* **INSTRUCTIONS TO FOLLOW**: Copy the entries below verbatim, omitting any pictures they contain.

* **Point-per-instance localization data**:
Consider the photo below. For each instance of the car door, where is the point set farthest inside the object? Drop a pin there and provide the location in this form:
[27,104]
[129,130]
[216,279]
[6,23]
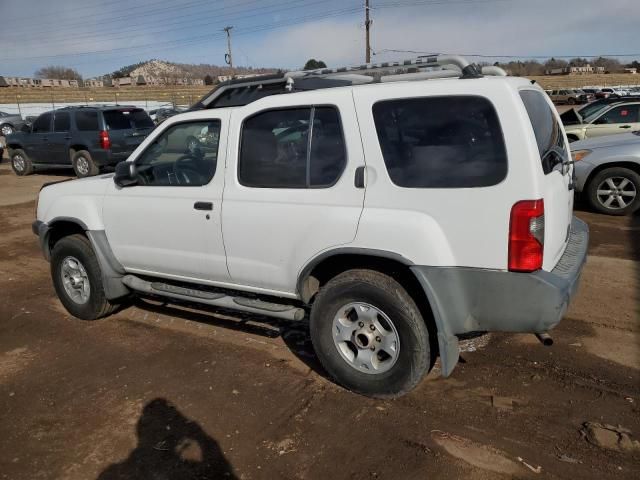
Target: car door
[169,223]
[290,191]
[37,146]
[59,138]
[618,119]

* **SOLUTION FOR THIS PROBLEM**:
Consider the photo below. For each instance of the car door, where is the point set farthest inside the object? Drop a pin there and provide the location in this form:
[27,104]
[129,130]
[216,279]
[6,23]
Target: car door
[169,223]
[290,191]
[37,146]
[59,138]
[618,119]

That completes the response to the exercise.